■ Task brief
Below are some records. Pull every line that contains the word "marker".
--------------------------------------------------
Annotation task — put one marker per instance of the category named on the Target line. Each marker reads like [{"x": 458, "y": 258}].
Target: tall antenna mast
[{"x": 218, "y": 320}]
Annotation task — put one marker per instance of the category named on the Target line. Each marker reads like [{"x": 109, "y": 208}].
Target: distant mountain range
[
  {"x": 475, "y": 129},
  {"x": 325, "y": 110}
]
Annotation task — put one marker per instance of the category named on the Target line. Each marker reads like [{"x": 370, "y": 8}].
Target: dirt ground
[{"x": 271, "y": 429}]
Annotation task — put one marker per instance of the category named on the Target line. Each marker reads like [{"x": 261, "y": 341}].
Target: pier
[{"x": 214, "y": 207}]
--------------------------------------------------
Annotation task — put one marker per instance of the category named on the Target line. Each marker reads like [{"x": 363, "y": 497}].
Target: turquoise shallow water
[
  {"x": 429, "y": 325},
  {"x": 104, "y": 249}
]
--------------------------------------------------
■ Exercise solution
Annotation task — put one marker per instance of the category named on the Target line. Each marker reads like [{"x": 458, "y": 258}].
Annotation task — put one marker per instance of the category named on the Target line. Each marker reads like [{"x": 109, "y": 208}].
Annotation task — put one marker per instance of the category named on the Target line. Each marker reads like [{"x": 370, "y": 8}].
Annotation task — put one marker per instance of the category named on the Target line. Each marker reads like [{"x": 261, "y": 341}].
Annotation task — put one marker per instance of the category named on the Target line. Each marker reads like [{"x": 363, "y": 497}].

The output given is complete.